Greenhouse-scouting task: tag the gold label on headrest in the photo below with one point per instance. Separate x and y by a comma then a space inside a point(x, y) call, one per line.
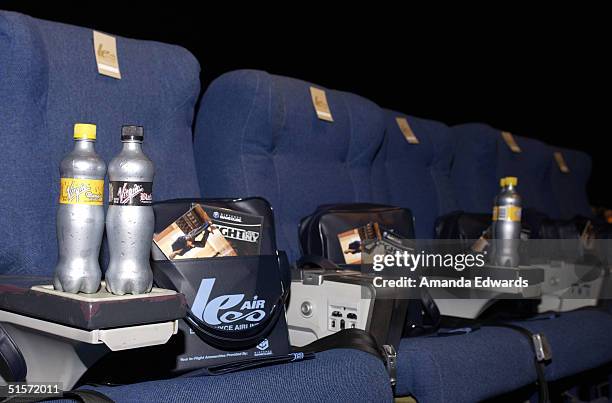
point(107, 59)
point(319, 101)
point(407, 130)
point(510, 142)
point(561, 162)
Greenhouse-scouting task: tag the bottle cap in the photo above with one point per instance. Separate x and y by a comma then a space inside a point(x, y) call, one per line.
point(510, 180)
point(84, 131)
point(132, 133)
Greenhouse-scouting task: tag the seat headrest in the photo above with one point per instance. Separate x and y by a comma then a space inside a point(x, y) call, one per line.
point(50, 79)
point(258, 134)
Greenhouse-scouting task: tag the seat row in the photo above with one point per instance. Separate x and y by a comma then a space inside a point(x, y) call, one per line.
point(262, 136)
point(257, 134)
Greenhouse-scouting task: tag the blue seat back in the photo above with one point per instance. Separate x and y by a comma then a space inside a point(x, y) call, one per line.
point(482, 157)
point(48, 82)
point(416, 176)
point(257, 134)
point(570, 188)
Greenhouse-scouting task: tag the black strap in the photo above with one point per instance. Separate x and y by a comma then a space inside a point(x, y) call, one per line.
point(13, 367)
point(88, 396)
point(539, 365)
point(348, 338)
point(249, 364)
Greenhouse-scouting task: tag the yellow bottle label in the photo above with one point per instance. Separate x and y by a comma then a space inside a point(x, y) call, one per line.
point(507, 213)
point(82, 191)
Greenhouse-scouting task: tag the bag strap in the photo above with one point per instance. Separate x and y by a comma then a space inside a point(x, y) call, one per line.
point(13, 367)
point(88, 396)
point(541, 355)
point(538, 342)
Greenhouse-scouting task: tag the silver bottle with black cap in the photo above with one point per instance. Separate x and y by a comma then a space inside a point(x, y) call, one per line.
point(130, 219)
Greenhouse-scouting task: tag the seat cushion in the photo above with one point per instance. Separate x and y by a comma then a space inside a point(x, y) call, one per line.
point(570, 188)
point(49, 81)
point(416, 176)
point(464, 367)
point(258, 135)
point(579, 341)
point(335, 375)
point(481, 158)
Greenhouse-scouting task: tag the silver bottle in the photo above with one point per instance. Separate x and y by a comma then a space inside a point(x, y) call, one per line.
point(506, 224)
point(130, 219)
point(80, 216)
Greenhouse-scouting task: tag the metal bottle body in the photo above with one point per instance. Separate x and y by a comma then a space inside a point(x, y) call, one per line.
point(506, 227)
point(129, 223)
point(80, 222)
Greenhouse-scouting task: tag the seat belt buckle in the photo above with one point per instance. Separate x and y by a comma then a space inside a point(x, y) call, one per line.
point(541, 347)
point(390, 356)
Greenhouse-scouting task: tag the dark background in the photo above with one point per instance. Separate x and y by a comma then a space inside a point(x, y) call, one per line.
point(537, 73)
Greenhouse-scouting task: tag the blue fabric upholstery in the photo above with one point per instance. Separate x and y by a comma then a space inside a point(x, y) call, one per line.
point(482, 158)
point(258, 135)
point(570, 188)
point(464, 367)
point(335, 375)
point(579, 341)
point(49, 81)
point(494, 360)
point(416, 176)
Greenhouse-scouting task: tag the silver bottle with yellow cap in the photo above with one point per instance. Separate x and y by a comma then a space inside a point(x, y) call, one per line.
point(80, 215)
point(506, 224)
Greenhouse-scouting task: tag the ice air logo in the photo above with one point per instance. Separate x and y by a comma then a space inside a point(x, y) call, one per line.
point(224, 310)
point(263, 345)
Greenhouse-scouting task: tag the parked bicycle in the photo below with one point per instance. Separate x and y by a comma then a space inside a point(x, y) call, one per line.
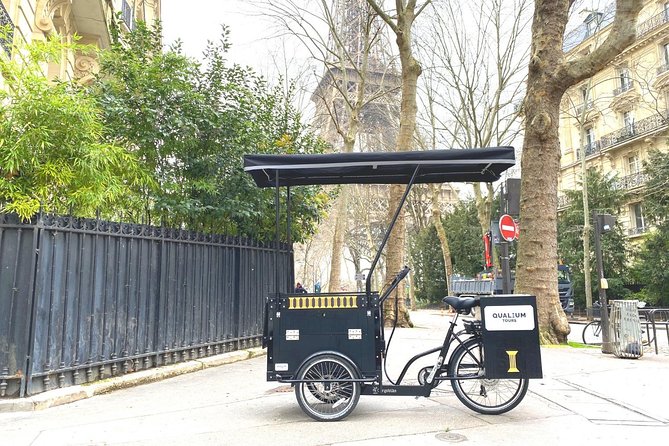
point(331, 346)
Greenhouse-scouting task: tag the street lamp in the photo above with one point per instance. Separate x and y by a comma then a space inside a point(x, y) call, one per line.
point(603, 223)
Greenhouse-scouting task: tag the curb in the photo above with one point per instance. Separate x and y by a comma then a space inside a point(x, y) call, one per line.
point(76, 393)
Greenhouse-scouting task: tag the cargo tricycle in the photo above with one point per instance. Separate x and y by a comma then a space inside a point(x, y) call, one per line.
point(331, 346)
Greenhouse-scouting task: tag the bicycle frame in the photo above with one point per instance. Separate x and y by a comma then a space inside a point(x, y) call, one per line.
point(425, 389)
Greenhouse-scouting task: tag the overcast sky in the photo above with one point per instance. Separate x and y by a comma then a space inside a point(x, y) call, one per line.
point(202, 21)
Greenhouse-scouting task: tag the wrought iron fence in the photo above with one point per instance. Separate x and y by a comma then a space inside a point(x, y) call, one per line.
point(86, 299)
point(589, 149)
point(654, 22)
point(6, 22)
point(637, 230)
point(631, 181)
point(128, 15)
point(630, 131)
point(624, 87)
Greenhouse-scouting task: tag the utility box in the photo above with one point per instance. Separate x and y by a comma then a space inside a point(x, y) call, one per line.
point(511, 337)
point(626, 335)
point(297, 326)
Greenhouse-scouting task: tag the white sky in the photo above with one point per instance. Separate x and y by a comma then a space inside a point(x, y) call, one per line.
point(251, 35)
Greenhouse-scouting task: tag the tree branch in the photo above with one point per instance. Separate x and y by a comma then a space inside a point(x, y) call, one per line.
point(386, 18)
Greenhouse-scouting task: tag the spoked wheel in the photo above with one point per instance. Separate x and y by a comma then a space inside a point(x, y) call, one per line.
point(482, 395)
point(592, 333)
point(329, 399)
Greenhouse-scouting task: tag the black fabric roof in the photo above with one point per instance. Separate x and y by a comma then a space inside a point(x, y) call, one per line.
point(436, 166)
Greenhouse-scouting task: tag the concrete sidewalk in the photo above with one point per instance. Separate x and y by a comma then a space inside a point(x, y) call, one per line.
point(75, 393)
point(584, 397)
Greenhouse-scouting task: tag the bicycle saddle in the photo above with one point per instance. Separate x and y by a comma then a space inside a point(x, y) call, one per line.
point(462, 304)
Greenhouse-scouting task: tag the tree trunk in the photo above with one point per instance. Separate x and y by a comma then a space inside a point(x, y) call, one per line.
point(549, 77)
point(341, 218)
point(443, 241)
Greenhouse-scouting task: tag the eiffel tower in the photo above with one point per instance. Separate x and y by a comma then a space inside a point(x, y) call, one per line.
point(345, 72)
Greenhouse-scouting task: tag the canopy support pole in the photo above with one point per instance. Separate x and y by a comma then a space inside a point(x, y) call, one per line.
point(277, 204)
point(289, 239)
point(368, 282)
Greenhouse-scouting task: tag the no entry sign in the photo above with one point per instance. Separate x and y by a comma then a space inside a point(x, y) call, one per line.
point(507, 228)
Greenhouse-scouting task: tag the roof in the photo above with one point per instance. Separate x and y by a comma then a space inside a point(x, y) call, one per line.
point(436, 166)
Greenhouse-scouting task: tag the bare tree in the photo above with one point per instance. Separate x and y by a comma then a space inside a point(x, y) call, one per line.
point(344, 37)
point(473, 79)
point(550, 75)
point(401, 20)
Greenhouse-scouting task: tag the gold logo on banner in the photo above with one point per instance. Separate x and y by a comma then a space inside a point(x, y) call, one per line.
point(321, 302)
point(512, 361)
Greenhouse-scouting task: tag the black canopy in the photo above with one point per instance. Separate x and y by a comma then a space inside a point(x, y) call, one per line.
point(436, 166)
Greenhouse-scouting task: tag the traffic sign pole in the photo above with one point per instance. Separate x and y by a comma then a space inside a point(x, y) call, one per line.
point(508, 230)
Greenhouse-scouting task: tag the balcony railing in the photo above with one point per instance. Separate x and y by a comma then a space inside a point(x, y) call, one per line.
point(637, 231)
point(662, 69)
point(624, 87)
point(631, 181)
point(590, 149)
point(128, 16)
point(579, 34)
point(654, 22)
point(642, 126)
point(585, 105)
point(6, 21)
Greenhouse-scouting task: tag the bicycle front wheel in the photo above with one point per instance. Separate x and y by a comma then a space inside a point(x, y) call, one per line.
point(482, 395)
point(592, 333)
point(330, 400)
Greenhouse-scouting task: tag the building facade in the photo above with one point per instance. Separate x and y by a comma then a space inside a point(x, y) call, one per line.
point(90, 20)
point(615, 118)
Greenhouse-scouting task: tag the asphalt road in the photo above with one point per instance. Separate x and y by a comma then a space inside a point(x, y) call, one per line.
point(585, 397)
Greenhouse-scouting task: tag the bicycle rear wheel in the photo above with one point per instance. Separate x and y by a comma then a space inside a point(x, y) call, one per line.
point(482, 395)
point(592, 333)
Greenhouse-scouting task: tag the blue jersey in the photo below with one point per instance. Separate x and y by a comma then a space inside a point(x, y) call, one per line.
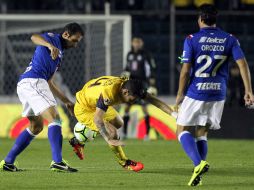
point(42, 65)
point(208, 52)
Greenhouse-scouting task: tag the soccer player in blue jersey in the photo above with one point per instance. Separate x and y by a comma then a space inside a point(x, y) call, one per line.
point(203, 84)
point(35, 89)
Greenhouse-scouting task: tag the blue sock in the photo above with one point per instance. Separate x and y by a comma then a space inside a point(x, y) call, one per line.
point(55, 139)
point(190, 147)
point(202, 146)
point(21, 143)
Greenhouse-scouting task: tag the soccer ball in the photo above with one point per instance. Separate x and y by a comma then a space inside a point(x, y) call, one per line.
point(83, 133)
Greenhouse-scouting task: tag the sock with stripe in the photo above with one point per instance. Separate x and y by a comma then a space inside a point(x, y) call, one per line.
point(189, 145)
point(21, 143)
point(202, 146)
point(55, 138)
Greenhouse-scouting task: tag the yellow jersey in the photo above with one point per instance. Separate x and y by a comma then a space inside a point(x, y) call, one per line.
point(105, 87)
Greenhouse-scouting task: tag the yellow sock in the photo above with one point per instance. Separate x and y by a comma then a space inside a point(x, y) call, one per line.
point(121, 157)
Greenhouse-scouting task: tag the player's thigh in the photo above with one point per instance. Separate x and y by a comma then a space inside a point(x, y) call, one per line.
point(51, 114)
point(192, 113)
point(215, 114)
point(114, 118)
point(36, 124)
point(35, 96)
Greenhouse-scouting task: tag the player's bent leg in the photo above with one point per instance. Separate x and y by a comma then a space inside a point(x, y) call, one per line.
point(199, 170)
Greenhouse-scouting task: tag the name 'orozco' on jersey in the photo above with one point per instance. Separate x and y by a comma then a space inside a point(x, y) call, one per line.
point(42, 65)
point(208, 51)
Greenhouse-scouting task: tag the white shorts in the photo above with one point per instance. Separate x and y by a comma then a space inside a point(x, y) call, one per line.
point(194, 112)
point(35, 96)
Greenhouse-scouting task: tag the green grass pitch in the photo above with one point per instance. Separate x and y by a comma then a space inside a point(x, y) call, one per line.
point(166, 167)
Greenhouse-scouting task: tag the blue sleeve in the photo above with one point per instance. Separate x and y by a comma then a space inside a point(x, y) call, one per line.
point(100, 104)
point(187, 51)
point(237, 52)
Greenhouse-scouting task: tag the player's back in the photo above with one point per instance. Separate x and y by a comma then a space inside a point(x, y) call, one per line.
point(42, 65)
point(209, 51)
point(106, 86)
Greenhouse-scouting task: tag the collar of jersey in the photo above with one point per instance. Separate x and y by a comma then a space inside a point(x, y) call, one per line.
point(209, 28)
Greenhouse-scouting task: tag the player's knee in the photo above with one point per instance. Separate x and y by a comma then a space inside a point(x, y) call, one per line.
point(36, 127)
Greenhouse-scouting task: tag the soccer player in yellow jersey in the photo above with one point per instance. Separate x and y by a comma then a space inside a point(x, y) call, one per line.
point(94, 109)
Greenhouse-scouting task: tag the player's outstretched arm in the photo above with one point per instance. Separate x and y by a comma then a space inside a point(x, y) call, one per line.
point(58, 93)
point(245, 73)
point(39, 40)
point(98, 120)
point(159, 104)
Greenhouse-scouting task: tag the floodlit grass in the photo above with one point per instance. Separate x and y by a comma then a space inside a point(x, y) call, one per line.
point(166, 167)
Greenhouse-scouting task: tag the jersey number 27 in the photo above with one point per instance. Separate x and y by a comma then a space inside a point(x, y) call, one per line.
point(200, 72)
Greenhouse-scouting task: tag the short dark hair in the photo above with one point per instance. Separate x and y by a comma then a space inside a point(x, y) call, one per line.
point(73, 28)
point(208, 14)
point(135, 88)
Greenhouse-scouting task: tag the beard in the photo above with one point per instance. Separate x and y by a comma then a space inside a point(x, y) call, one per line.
point(65, 43)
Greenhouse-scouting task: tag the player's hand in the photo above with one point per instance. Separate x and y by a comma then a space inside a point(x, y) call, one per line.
point(70, 107)
point(114, 142)
point(54, 52)
point(249, 99)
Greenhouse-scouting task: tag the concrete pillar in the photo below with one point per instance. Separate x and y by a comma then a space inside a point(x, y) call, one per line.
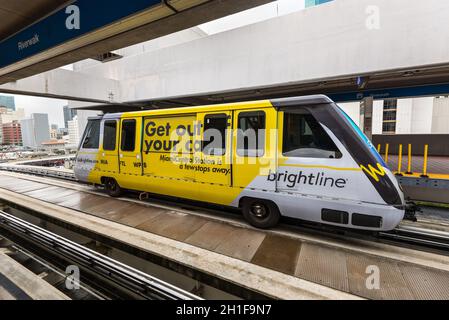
point(366, 116)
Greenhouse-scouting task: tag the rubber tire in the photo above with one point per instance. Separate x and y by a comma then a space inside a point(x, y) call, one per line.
point(113, 188)
point(270, 221)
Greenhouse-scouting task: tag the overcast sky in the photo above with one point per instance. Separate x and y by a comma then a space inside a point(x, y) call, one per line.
point(54, 107)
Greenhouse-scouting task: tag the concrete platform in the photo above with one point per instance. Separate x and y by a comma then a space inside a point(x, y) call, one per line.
point(19, 283)
point(278, 264)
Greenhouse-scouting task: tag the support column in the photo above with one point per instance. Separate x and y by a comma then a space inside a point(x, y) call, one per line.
point(366, 116)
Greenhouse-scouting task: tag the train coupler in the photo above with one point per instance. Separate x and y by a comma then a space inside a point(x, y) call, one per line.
point(410, 211)
point(143, 196)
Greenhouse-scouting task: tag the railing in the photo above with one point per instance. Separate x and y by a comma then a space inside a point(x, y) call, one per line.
point(399, 172)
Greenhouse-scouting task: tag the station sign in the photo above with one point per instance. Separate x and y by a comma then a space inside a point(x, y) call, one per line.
point(77, 19)
point(392, 93)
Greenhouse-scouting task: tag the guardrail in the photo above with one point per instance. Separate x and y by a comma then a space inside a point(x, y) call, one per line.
point(40, 171)
point(127, 277)
point(399, 172)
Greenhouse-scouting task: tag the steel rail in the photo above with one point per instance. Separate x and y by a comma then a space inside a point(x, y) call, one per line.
point(126, 276)
point(419, 236)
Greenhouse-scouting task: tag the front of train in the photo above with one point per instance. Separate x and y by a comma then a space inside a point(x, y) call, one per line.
point(379, 198)
point(373, 167)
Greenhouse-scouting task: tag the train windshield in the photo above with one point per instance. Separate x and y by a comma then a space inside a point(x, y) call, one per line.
point(365, 139)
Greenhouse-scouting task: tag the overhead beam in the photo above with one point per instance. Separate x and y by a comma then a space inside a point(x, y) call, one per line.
point(49, 44)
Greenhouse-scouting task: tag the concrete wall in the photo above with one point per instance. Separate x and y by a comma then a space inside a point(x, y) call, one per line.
point(320, 43)
point(378, 116)
point(422, 116)
point(35, 130)
point(404, 116)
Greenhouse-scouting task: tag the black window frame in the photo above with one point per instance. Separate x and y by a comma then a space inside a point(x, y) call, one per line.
point(115, 136)
point(87, 135)
point(224, 138)
point(121, 135)
point(316, 126)
point(246, 154)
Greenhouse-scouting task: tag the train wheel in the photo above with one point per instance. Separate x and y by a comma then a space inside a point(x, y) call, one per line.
point(261, 213)
point(113, 188)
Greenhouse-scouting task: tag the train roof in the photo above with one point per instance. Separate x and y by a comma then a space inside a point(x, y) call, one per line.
point(276, 103)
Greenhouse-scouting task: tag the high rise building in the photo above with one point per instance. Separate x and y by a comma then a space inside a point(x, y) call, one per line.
point(68, 115)
point(74, 136)
point(35, 130)
point(8, 102)
point(311, 3)
point(12, 134)
point(8, 116)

######

*TASK OBJECTIVE*
Rewrite everything from the line containing "Greenhouse-scouting task: tag the player's outstretched" down to the line containing "point(200, 72)", replacing "floodlit grass" with "grass pitch" and changing nothing else.

*RESULT OF THE EXERCISE*
Greenhouse-scouting task: tag the player's outstretched arm in the photo above with one point per instance. Separate x and y by a comma then a space inside a point(x, y) call, one per line.
point(58, 93)
point(245, 73)
point(39, 40)
point(98, 120)
point(159, 104)
Greenhouse-scouting task: tag the grass pitch in the photo above with one point per instance. Separate x and y by a comma then a space inside a point(x, y) call, one per line.
point(166, 167)
Greenhouse-scouting task: tag the jersey number 27 in the photo above with one point per instance. Separate x and y by a comma then a space inside a point(x, y) call, one per line.
point(200, 72)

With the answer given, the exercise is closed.